-- TASK MATERIAL --
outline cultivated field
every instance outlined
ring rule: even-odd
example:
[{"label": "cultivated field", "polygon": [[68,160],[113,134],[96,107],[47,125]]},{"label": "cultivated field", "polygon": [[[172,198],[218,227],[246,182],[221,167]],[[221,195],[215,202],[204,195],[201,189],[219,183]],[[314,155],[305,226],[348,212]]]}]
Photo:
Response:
---
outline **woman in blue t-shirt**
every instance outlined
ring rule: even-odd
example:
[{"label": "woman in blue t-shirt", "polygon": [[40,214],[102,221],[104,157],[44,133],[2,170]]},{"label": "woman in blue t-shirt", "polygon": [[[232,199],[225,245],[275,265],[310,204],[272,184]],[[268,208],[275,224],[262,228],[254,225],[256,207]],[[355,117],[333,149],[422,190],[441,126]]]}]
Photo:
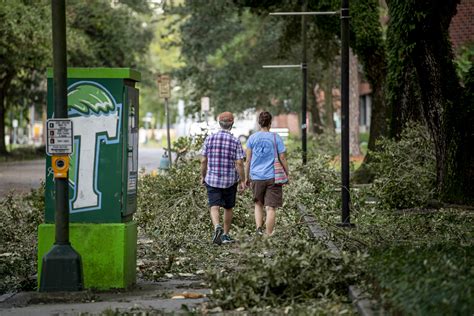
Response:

-- WORK REQUEST --
In the records above, collect each line with "blue".

-- FINISHED TASK --
outline **woman in blue t-shirt**
[{"label": "woman in blue t-shirt", "polygon": [[40,214],[102,221],[104,157],[44,133],[2,170]]},{"label": "woman in blue t-shirt", "polygon": [[[232,199],[225,245],[275,265],[310,204],[272,184]],[[268,208],[275,224],[262,228],[254,225],[256,207]],[[355,117],[333,149],[422,190],[441,126]]]}]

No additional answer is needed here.